Exercise description » Rewrite the lines below as a Markdown table with the columns No. and Line. Give each row a number and leave out the blank lines.

Provided records »
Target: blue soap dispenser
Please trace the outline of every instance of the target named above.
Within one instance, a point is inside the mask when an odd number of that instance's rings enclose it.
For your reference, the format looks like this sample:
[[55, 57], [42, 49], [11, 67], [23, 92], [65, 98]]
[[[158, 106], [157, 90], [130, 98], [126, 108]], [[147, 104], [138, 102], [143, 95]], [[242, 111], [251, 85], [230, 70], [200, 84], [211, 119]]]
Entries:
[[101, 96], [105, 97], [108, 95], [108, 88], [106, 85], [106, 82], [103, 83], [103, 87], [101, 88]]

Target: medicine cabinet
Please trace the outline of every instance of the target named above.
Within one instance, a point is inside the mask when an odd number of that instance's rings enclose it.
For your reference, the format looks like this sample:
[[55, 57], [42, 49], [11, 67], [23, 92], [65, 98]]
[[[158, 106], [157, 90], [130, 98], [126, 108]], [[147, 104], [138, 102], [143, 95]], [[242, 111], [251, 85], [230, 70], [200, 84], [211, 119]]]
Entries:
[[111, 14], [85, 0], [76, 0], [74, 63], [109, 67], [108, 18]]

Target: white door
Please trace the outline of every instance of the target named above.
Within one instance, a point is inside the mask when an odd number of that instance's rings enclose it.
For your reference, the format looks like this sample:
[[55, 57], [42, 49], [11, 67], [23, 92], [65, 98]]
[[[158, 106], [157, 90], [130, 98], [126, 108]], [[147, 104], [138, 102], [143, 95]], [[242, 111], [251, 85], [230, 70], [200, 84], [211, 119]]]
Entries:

Answer in full »
| No. | Line |
|---|---|
| 1 | Target: blue soap dispenser |
| 2 | Please trace the outline of every instance of the target named above. |
| 3 | Within one instance, a point is inside the mask when an odd number of that instance's rings enclose it. |
| 4 | For your reference, the format looks like this sample: |
| 5 | [[55, 57], [42, 49], [11, 67], [23, 92], [65, 98]] |
| 6 | [[[158, 106], [157, 90], [130, 98], [126, 108]], [[147, 104], [138, 102], [143, 95]], [[242, 111], [251, 85], [230, 70], [200, 84], [211, 119]]] |
| 7 | Entries: |
| 8 | [[101, 96], [105, 97], [108, 95], [108, 88], [106, 85], [106, 82], [103, 83], [103, 87], [101, 88]] |
| 9 | Target: medicine cabinet |
| 10 | Please trace the outline of every instance of the target named above. |
| 11 | Within one instance, a point is inside the mask when an odd number of that instance's rings enclose it. |
| 12 | For your reference, the format looks like this sample: |
| 13 | [[55, 57], [42, 49], [11, 67], [23, 92], [65, 98]] |
| 14 | [[[158, 106], [157, 90], [130, 98], [126, 108]], [[147, 104], [138, 102], [143, 95]], [[242, 111], [251, 85], [230, 70], [200, 84], [211, 119]]] |
| 15 | Entries: |
| 16 | [[111, 14], [85, 0], [76, 0], [74, 63], [109, 67], [108, 18]] |
| 17 | Target: white door |
| 18 | Please trace the outline of every instance of the target named above. |
| 19 | Within one instance, a point is inside the mask when an odd number of that instance's rings enclose it. |
| 20 | For your reference, the format looks like this sample: |
| 21 | [[55, 57], [42, 49], [11, 67], [23, 92], [65, 98]] |
| 22 | [[[158, 106], [157, 90], [130, 98], [126, 108]], [[147, 104], [138, 102], [143, 95]], [[242, 111], [251, 85], [230, 70], [200, 84], [211, 119]]] |
| 23 | Entries: |